[BEGIN Excerpt]
Evil Vampire Woman is quick to humble herself following a round of applause, just after her first publicly announced haunting and performance.
But for anyone in the room that night, it was clear this immortal vampire rebel’s career is going on a journey, whether she realized it or not.
“Hi, oh my god, this is the woman who interviewed me in January!”
Evil Vampire Woman’s face and eyes lit up with excitement as I approached her and her friends at Seventh Heaven. I let her know I was here to set up in whatever corner she wanted, to capture and cover her first show.
It is a little strange calling this Seventh Heaven performance her first show, even if it is technically true. Though it’s the first time she’s played banjo in a public venue, she’s been performing to her 50,000+ TikTok subscribers for over 6 months–all from her little vampire room with nothing but her bluetooth speaker, candles and aura.
I handed her a Jack White record I found at the Brooklyn Vintage Company around the corner right before the show.
“I remembered how much you said you love Jack White and The White Stripes. The woman at the vintage shop said the record plays backwards, it starts from the end.”
“What? That’s so fucking cool,” she said while accepting that record, and a few assorted, cheap rap and blues albums I found in a bin at the vintage shop.
I ordered Diet Coke and water from the bartender for the show before setting myself up in the corner with my purse, iPhone tripod, and my notebook.
The red light from the bar flickering, masking the smoke from my vape pen as I locked in and prepared for the multi-genre experience I knew Evil Vampire Woman would be leading everyone in the room through.
Evil Vampire Woman began the show by reminding the audience her banjo typically tunes faster, but that her rebel accomplice instrument was feeling nervous that night.
Within moments she was off, rhythmically swaying on stage, strumming with her long, pointed, painted vampire nails. All the while, mouthing along with her vampire fang grillz flickering against the stage lights.
After she finished melting her live banjo onto the first song, a re-produced version of ‘Lollipop’ by Lil Wayne, she playfully shoved a chair onstage to the side, fully aware she would be using the entirety of that stage, while she bared all of her vampire soul for all of us.
[END Excerpt]
▶ _Written instruction 1_
Lay out as a numbered list, with blank lines omitted, the entries starting with the line containing "Kindly outline every instance of the metal" and going on through the end of the entries.
▶ _Written instruction 2_
Proceed with the account of Evil Vampire Woman's first show, continuing it from the point where the text stops.
The text and the entries after it are unrelated to each other.
[BEGIN Extracted entries]
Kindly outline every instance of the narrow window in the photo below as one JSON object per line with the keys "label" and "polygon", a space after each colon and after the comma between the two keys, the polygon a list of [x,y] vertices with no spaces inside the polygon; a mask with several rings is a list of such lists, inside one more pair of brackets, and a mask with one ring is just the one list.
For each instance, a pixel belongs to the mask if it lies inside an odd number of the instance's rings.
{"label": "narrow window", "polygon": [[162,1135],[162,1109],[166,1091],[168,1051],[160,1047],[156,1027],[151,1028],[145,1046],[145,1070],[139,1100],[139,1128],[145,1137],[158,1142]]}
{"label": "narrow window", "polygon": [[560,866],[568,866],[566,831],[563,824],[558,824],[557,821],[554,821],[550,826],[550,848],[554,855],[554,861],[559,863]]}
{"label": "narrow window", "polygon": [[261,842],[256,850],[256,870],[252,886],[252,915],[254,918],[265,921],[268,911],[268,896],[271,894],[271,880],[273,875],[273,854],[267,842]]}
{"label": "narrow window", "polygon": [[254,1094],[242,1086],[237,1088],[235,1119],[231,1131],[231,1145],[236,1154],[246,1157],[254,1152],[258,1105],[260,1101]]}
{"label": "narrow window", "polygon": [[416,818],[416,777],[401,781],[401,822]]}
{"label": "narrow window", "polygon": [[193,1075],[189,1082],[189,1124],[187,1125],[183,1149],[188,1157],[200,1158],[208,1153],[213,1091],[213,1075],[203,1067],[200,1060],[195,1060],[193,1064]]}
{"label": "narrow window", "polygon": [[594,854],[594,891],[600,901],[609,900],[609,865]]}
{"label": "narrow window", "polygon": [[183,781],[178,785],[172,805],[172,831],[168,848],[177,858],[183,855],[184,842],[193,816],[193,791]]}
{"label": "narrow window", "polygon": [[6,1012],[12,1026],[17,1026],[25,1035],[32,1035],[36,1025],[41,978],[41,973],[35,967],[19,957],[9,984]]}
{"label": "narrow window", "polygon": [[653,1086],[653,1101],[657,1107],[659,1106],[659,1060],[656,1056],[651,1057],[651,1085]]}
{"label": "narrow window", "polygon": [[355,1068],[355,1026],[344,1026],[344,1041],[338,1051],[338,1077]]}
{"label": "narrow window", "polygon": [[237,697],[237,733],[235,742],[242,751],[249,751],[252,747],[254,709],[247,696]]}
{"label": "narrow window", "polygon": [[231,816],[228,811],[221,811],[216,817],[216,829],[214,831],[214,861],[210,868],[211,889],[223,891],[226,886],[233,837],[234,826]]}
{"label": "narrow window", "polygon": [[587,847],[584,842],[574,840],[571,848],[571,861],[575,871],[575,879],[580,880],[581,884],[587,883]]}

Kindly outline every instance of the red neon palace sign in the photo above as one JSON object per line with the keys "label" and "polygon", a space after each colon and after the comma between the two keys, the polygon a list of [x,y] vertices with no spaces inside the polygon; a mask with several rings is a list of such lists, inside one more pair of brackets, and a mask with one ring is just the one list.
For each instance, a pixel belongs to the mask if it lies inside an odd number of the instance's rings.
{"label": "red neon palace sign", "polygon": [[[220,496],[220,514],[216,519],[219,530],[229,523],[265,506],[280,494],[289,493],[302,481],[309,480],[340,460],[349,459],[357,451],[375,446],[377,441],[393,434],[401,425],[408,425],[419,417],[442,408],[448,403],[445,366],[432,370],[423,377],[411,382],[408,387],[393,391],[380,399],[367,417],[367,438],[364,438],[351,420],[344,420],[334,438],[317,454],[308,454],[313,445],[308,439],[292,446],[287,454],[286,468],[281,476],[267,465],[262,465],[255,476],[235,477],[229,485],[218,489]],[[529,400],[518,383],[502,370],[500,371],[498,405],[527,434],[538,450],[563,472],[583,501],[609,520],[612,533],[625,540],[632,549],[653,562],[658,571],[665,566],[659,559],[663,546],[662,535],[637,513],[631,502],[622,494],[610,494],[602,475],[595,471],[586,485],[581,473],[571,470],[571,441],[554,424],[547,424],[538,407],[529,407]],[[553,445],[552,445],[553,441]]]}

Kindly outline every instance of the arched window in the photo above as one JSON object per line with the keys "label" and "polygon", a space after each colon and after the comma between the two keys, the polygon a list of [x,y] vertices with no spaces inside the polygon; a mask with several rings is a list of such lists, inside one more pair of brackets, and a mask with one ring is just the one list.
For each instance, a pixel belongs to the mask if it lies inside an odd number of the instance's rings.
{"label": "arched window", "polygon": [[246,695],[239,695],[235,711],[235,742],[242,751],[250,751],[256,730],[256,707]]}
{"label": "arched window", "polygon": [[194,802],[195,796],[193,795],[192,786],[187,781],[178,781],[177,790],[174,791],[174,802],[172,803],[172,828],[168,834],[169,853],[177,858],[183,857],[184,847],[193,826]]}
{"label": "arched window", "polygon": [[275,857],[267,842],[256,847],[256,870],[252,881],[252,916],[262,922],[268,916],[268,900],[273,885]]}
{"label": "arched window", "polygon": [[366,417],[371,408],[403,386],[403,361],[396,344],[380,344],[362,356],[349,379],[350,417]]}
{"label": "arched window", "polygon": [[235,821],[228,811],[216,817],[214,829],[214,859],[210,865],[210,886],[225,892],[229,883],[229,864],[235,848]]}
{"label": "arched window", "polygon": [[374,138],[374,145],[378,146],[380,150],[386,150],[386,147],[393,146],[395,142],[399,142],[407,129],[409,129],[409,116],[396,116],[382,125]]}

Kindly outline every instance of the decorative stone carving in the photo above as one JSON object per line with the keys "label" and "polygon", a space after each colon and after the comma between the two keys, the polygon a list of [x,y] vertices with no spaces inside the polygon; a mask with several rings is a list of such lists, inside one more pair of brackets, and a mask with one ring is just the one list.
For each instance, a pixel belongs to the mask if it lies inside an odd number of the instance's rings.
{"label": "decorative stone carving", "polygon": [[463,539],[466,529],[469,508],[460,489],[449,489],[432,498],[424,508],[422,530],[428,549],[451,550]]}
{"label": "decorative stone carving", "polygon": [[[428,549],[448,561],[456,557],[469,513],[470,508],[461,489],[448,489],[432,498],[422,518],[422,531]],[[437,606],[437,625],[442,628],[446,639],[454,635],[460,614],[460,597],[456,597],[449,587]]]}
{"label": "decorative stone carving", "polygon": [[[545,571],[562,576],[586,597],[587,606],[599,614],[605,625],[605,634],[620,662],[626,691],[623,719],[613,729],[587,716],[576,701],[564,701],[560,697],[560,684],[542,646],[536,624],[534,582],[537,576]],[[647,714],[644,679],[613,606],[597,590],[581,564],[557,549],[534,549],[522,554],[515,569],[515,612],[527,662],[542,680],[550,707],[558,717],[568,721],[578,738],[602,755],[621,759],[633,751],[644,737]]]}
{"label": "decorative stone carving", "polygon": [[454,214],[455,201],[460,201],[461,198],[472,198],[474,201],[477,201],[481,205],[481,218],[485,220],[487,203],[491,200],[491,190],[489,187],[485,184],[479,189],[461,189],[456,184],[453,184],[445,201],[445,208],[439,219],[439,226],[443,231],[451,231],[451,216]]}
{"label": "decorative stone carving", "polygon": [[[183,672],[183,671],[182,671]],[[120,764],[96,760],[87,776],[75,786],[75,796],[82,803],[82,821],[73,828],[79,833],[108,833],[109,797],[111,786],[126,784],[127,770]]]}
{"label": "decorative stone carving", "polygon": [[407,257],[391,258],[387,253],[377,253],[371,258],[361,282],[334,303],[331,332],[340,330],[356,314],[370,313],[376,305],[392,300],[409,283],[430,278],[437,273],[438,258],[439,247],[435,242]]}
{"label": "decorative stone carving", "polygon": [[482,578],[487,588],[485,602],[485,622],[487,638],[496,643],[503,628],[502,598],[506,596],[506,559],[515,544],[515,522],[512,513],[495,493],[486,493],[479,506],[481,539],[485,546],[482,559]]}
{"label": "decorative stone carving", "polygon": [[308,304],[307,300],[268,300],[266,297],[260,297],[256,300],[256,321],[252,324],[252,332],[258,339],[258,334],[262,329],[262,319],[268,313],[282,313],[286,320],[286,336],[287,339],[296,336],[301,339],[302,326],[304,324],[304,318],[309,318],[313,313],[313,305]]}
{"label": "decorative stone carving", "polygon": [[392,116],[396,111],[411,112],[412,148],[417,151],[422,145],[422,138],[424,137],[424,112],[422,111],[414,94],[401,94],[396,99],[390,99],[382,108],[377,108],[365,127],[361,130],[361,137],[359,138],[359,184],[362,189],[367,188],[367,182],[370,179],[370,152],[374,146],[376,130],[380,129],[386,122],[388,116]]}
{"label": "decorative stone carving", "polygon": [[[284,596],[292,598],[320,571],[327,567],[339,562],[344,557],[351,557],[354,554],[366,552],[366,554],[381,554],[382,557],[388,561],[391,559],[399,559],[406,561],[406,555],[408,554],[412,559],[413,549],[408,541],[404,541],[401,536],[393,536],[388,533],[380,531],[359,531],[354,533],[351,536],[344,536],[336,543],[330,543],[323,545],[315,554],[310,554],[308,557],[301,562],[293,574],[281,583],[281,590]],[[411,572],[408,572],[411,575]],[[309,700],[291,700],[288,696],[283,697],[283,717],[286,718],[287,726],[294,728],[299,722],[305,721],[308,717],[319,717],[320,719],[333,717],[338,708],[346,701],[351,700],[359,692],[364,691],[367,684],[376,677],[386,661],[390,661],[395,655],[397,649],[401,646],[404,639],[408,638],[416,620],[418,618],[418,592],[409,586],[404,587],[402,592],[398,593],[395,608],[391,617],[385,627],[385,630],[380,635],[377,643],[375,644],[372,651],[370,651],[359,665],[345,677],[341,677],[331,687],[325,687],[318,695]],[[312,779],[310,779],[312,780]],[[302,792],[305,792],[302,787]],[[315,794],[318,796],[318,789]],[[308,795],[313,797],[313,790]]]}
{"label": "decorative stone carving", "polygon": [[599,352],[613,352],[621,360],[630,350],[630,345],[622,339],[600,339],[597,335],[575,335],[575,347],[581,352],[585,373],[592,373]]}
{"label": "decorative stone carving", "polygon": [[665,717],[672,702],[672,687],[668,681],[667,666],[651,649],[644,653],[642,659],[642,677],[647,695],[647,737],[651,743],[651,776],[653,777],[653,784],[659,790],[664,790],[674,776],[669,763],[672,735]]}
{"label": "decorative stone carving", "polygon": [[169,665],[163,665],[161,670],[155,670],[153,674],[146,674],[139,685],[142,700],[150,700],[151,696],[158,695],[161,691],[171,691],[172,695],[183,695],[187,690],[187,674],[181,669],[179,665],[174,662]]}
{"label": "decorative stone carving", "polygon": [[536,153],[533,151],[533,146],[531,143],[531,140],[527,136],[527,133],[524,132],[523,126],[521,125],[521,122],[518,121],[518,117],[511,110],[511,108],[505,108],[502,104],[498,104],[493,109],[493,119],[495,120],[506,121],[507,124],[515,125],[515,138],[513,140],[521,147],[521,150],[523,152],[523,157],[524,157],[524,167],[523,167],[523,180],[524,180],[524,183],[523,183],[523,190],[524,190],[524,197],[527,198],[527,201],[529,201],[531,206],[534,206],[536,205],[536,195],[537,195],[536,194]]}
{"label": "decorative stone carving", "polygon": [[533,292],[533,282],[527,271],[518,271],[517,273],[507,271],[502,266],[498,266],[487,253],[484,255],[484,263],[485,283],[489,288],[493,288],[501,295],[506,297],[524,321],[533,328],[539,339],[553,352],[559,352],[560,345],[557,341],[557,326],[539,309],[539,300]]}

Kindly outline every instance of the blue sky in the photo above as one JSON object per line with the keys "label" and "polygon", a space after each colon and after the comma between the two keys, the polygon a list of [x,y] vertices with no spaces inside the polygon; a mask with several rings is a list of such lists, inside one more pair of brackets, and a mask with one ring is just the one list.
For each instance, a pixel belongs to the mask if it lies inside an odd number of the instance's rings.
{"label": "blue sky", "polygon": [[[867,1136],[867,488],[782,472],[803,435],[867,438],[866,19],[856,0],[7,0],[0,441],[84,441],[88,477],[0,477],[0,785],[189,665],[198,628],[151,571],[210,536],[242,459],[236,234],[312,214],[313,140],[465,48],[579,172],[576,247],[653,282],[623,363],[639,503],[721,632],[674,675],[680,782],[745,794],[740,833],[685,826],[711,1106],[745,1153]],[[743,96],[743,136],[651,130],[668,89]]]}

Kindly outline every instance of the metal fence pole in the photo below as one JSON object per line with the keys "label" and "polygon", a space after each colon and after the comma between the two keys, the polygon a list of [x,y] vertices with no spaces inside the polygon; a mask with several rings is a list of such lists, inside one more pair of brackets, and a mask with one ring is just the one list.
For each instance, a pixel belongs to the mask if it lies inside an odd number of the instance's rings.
[END Extracted entries]
▶ _Task output 1_
1. Kindly outline every instance of the metal fence pole in the photo below as one JSON object per line with the keys "label" and "polygon", a space after each colon and after the comma between the two keys, the polygon a list of [x,y] vertices with no spaces inside the polygon; a mask with several rings is a list of such lists, inside one more pair of brackets, and a mask with one ring is just the one list.
2. For each instance, a pixel belongs to the mask if it lies inside an odd number of the instance's rings.

▶ _Task output 2_
She continued to gracefully summon notes into the room, each note sliding into the right places of the rap songs playing around the room and banjo. The emotions, the aura, the vibes, and the musicality … everything fit together perfectly, like some sort of puzzle that could only be constructed by an Evil Vampire Woman, with long, painted, sharpened toenails.
By the fourth song, ‘Drowning’ by a Boogie wit da Hoodie feat. Kodak Black, Evil Vampire Woman laid down center stage and continued playing, with an aura that insisted she had been doing this for thousands of years.
At the end of her 25 minute set, Evil Vampire Women closed the show with questions and previewed a few things she is currently working on, which included banjo renditions of Black Sabbath’s Paranoid, as well as Rage Against the Machine’s Killing in the Name of.
She said she wants to do Lana Del Rey soon, but that she wants to do it right.
“Like, I wanna do Lana, but I wanna do it right, you know what I mean?”
She almost left the stage in a shy blur, but then quickly spun back around and held up her left foot under the stage lights.
“Wait, one more thing. Do you guys like how I did my nails?”
Her nails were sharpened and painted. The crowd cheered.
Someone yelled out what everyone was no doubt wondering.
“How do you wear shoes?”
Evil Vampire Woman laughed.
“Oh, we’re doing a Q & A?”
“Well, I saw them and was like Yaaaus.”
Evil Vampire Woman laughed and then began sharing the answer, as well as some details about her life, her banjo’s secret birthplace, and the place that rap music, country music, and art occupy inside her life.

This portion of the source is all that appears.